### Stored records
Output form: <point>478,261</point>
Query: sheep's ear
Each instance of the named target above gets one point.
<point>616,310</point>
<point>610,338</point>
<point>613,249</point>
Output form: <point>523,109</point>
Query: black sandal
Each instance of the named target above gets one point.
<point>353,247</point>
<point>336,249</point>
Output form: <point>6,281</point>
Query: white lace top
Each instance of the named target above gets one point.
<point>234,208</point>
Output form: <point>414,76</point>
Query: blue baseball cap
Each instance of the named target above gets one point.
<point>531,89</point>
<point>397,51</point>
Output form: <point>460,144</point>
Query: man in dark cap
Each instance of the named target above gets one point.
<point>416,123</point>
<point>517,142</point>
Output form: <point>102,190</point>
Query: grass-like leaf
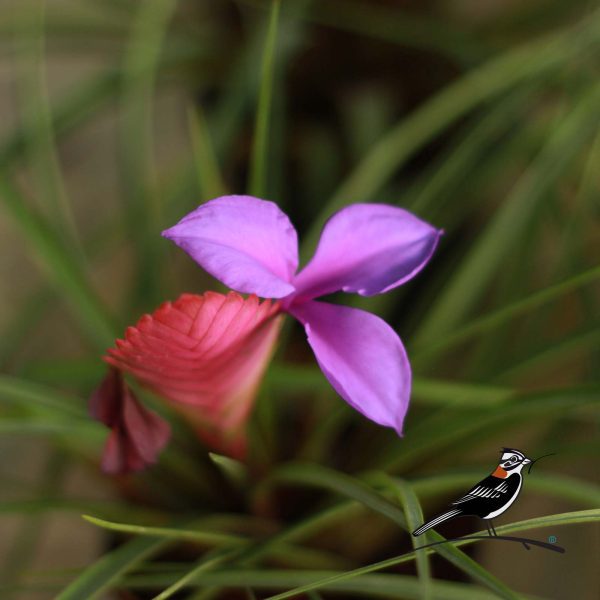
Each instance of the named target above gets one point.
<point>258,165</point>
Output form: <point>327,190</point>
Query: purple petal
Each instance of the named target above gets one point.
<point>369,249</point>
<point>246,243</point>
<point>362,357</point>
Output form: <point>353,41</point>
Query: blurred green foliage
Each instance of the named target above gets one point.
<point>480,117</point>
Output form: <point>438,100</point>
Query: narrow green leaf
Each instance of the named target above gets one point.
<point>61,266</point>
<point>208,175</point>
<point>31,395</point>
<point>447,427</point>
<point>551,521</point>
<point>233,470</point>
<point>478,268</point>
<point>143,208</point>
<point>566,348</point>
<point>341,483</point>
<point>209,538</point>
<point>103,574</point>
<point>260,149</point>
<point>206,564</point>
<point>414,518</point>
<point>36,120</point>
<point>477,86</point>
<point>366,586</point>
<point>499,317</point>
<point>557,486</point>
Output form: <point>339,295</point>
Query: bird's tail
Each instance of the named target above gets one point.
<point>439,519</point>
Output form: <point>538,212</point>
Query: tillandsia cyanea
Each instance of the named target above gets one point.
<point>251,246</point>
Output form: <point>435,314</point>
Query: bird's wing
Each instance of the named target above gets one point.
<point>490,487</point>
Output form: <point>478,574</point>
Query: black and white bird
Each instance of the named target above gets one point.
<point>491,496</point>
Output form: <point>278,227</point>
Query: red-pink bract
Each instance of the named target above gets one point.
<point>137,433</point>
<point>207,354</point>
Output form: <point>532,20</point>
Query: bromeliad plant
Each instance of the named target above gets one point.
<point>206,354</point>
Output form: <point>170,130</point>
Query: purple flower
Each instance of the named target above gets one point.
<point>251,246</point>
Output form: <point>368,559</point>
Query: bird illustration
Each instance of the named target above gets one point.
<point>491,496</point>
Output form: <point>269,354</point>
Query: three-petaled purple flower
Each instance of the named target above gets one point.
<point>251,246</point>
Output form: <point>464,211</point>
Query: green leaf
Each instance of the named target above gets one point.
<point>209,538</point>
<point>551,521</point>
<point>447,427</point>
<point>499,317</point>
<point>553,485</point>
<point>258,165</point>
<point>208,174</point>
<point>33,396</point>
<point>414,518</point>
<point>499,74</point>
<point>102,575</point>
<point>479,267</point>
<point>346,485</point>
<point>61,266</point>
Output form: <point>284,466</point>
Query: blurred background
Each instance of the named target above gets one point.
<point>481,117</point>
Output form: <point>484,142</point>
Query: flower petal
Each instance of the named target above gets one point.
<point>207,354</point>
<point>362,357</point>
<point>368,249</point>
<point>247,243</point>
<point>138,434</point>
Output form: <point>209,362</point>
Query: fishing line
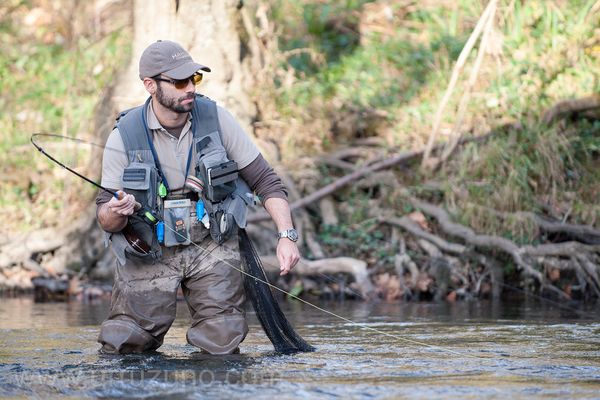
######
__Exercise instructions__
Rewrite every line of the records above as a JSON list of strings, one string per line, skipping blank lines. Omit the pictures.

__Answer to the exercise__
[
  "Output form: <point>478,261</point>",
  "Query: sheep's ear",
  "Each instance of the named target above gets one point.",
  "<point>616,310</point>",
  "<point>610,338</point>",
  "<point>613,249</point>",
  "Output form: <point>523,109</point>",
  "Query: black sandal",
  "Each instance of the named target above gets one point.",
  "<point>353,247</point>",
  "<point>336,249</point>",
  "Output form: <point>6,281</point>",
  "Query: white lace top",
  "Each instance of the named target above gets one point.",
  "<point>234,208</point>",
  "Output form: <point>414,76</point>",
  "Query: blue baseball cap",
  "Each instance of the named target above gets one point.",
  "<point>531,89</point>",
  "<point>397,51</point>",
  "Output form: <point>460,144</point>",
  "Query: man in dark cap",
  "Each instance of the named target above gets one point.",
  "<point>416,123</point>",
  "<point>517,142</point>",
  "Output form: <point>102,190</point>",
  "Query: grass-like leaf",
  "Each instance of the named target above gets one point.",
  "<point>258,165</point>",
  "Output form: <point>327,190</point>",
  "Query: purple petal",
  "Each instance of the named target above gets one point.",
  "<point>369,249</point>",
  "<point>246,243</point>",
  "<point>362,357</point>",
  "Output form: <point>353,41</point>",
  "Query: blurred green foliage",
  "Each instance of the named target above gets one point.",
  "<point>480,117</point>",
  "Output form: <point>438,100</point>",
  "Query: narrow green leaf",
  "Each instance of the named target above gets one point.",
  "<point>61,266</point>",
  "<point>208,175</point>",
  "<point>31,395</point>",
  "<point>447,427</point>",
  "<point>551,521</point>",
  "<point>233,470</point>",
  "<point>478,268</point>",
  "<point>143,208</point>",
  "<point>566,348</point>",
  "<point>341,483</point>",
  "<point>209,538</point>",
  "<point>103,574</point>",
  "<point>260,149</point>",
  "<point>206,564</point>",
  "<point>414,518</point>",
  "<point>36,120</point>",
  "<point>477,86</point>",
  "<point>366,586</point>",
  "<point>499,317</point>",
  "<point>557,486</point>",
  "Output form: <point>339,295</point>",
  "Query: bird's tail",
  "Each instance of the named target above gets one point.",
  "<point>439,519</point>",
  "Output form: <point>538,212</point>",
  "Query: tillandsia cyanea",
  "Each instance of the named target above gets one point.",
  "<point>251,246</point>",
  "Output form: <point>435,314</point>",
  "Query: bird's wing",
  "Each instance of the named target above gets one point.",
  "<point>490,487</point>",
  "Output form: <point>478,574</point>",
  "Query: black and white bird",
  "Each instance of the named target above gets one point.",
  "<point>491,496</point>",
  "Output form: <point>278,227</point>",
  "Query: red-pink bract",
  "Each instance of the named target above gets one point.",
  "<point>137,433</point>",
  "<point>207,354</point>",
  "Output form: <point>532,20</point>",
  "Query: bromeliad plant",
  "Each instance of the named target above gets one point.",
  "<point>206,354</point>",
  "Output form: <point>170,130</point>",
  "Query: purple flower",
  "Each instance of the named target above gets one point.",
  "<point>251,246</point>",
  "Output form: <point>368,559</point>",
  "Query: bird illustration",
  "Each instance of the named target above gets one point.",
  "<point>491,496</point>",
  "Output form: <point>269,354</point>",
  "Query: three-petaled purple flower",
  "Each instance of the named target above gets one point.",
  "<point>251,246</point>",
  "Output form: <point>464,211</point>",
  "Query: green leaf",
  "Each instance of the named target above gets one point.",
  "<point>209,538</point>",
  "<point>551,521</point>",
  "<point>447,427</point>",
  "<point>499,317</point>",
  "<point>553,485</point>",
  "<point>258,165</point>",
  "<point>208,174</point>",
  "<point>33,396</point>",
  "<point>414,518</point>",
  "<point>499,74</point>",
  "<point>102,575</point>",
  "<point>479,267</point>",
  "<point>346,485</point>",
  "<point>61,266</point>",
  "Output form: <point>284,466</point>",
  "Query: blurred background",
  "Each instance of the named target above gets one point.",
  "<point>481,117</point>",
  "Output form: <point>484,142</point>",
  "Query: flower petal",
  "Each instance of the named target above gets one point.",
  "<point>207,354</point>",
  "<point>362,357</point>",
  "<point>368,249</point>",
  "<point>247,243</point>",
  "<point>138,434</point>",
  "Output form: <point>209,362</point>",
  "Query: fishing line"
]